## Task
Return each line of the records below that contains the string "field". Treat uppercase and lowercase as different.

____

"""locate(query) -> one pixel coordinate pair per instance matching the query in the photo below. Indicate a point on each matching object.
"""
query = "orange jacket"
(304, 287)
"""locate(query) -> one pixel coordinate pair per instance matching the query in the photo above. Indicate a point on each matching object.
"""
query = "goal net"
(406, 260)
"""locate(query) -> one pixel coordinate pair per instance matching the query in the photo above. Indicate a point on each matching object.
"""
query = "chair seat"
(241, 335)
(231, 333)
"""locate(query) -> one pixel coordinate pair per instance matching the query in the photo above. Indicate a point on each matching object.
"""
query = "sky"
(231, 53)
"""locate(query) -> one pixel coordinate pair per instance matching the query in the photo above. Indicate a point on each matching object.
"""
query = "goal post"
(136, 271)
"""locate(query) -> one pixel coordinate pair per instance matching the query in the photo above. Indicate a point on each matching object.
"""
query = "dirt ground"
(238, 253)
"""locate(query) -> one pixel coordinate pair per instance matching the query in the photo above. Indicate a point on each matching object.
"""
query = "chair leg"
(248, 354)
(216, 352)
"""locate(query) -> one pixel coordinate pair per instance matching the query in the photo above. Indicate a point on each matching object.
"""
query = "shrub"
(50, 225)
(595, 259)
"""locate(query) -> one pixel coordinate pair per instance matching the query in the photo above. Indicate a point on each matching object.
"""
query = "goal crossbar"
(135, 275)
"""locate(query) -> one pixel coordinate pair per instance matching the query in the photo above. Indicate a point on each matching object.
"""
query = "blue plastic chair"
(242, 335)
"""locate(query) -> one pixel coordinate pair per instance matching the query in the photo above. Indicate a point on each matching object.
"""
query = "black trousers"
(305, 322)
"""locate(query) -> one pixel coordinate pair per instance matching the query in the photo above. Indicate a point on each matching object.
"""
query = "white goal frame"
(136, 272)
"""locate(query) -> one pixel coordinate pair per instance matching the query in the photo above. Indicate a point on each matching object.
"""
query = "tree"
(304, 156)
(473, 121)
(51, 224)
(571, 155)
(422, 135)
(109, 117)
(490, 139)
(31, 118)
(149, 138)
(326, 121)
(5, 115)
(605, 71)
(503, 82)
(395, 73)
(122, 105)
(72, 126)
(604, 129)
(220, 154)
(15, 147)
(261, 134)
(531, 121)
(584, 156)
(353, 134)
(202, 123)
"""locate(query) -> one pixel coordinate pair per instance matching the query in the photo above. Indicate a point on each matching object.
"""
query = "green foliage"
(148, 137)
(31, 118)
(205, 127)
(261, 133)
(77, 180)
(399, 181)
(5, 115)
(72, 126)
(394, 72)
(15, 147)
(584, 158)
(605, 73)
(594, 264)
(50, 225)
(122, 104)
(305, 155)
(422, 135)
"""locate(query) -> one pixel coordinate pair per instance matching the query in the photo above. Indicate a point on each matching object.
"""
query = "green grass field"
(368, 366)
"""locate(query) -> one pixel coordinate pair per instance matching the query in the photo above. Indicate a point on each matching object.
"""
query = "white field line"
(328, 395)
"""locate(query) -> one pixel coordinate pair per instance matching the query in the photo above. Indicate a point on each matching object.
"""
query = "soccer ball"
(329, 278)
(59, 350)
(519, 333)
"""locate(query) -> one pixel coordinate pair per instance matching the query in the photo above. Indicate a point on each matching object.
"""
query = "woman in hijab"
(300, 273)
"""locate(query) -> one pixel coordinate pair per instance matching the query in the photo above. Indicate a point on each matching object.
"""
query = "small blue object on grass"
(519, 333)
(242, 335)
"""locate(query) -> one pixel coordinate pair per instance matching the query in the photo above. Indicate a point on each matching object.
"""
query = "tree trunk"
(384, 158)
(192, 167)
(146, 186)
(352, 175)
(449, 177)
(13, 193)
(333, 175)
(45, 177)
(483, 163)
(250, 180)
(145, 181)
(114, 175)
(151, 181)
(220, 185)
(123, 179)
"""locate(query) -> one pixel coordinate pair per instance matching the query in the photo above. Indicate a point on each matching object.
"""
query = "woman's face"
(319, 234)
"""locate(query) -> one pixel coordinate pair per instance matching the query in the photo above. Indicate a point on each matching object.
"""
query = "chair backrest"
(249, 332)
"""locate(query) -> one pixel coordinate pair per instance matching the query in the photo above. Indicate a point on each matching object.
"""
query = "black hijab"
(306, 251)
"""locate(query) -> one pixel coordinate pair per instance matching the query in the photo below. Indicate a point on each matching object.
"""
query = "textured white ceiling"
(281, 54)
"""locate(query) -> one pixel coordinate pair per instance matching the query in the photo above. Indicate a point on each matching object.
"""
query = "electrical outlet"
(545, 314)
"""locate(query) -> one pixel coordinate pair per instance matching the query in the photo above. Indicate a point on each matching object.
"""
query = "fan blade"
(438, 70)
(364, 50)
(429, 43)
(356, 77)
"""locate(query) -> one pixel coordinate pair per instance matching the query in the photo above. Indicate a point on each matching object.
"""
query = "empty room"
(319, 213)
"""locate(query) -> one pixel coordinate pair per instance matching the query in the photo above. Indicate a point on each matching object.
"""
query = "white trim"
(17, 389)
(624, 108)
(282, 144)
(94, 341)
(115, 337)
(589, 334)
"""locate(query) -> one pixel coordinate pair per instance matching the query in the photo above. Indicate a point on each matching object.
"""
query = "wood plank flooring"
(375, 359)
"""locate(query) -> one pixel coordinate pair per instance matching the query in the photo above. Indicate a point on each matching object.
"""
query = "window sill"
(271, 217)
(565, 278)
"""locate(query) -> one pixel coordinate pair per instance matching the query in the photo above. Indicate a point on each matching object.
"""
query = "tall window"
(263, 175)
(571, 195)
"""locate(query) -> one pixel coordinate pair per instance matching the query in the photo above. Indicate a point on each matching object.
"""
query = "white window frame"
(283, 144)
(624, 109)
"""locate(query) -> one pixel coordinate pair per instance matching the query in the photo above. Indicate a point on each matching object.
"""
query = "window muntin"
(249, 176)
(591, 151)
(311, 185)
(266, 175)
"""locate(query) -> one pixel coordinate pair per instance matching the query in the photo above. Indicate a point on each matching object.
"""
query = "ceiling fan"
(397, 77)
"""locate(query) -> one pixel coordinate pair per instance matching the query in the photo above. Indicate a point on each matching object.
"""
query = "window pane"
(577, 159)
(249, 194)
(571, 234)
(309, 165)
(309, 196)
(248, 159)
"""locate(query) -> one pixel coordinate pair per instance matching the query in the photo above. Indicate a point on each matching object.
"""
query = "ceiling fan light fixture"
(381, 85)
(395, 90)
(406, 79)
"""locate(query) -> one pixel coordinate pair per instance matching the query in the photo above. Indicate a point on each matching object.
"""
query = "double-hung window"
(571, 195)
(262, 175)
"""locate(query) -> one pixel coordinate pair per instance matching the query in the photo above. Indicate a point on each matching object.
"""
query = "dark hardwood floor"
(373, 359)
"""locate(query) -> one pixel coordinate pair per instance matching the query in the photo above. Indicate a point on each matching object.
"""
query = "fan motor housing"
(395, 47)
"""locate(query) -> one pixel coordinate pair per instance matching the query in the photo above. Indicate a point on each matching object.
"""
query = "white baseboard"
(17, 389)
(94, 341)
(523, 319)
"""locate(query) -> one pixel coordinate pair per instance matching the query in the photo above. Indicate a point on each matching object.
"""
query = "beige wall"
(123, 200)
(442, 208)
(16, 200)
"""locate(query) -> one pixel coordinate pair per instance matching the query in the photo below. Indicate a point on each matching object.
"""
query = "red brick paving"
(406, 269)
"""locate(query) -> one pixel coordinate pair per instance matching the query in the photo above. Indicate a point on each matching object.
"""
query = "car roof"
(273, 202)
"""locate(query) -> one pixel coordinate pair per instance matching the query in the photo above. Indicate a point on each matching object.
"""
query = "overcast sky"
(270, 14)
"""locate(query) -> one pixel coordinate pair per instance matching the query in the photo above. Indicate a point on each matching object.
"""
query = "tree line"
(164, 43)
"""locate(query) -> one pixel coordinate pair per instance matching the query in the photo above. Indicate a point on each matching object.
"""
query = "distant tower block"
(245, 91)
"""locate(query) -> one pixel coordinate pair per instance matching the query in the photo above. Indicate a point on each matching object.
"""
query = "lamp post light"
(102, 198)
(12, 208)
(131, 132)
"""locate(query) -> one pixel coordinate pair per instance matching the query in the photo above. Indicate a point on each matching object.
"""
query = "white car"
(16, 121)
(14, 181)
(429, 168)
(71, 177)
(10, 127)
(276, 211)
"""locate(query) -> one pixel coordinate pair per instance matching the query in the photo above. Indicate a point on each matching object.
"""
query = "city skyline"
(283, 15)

____

## Task output
query = "green grass field"
query = "white field line"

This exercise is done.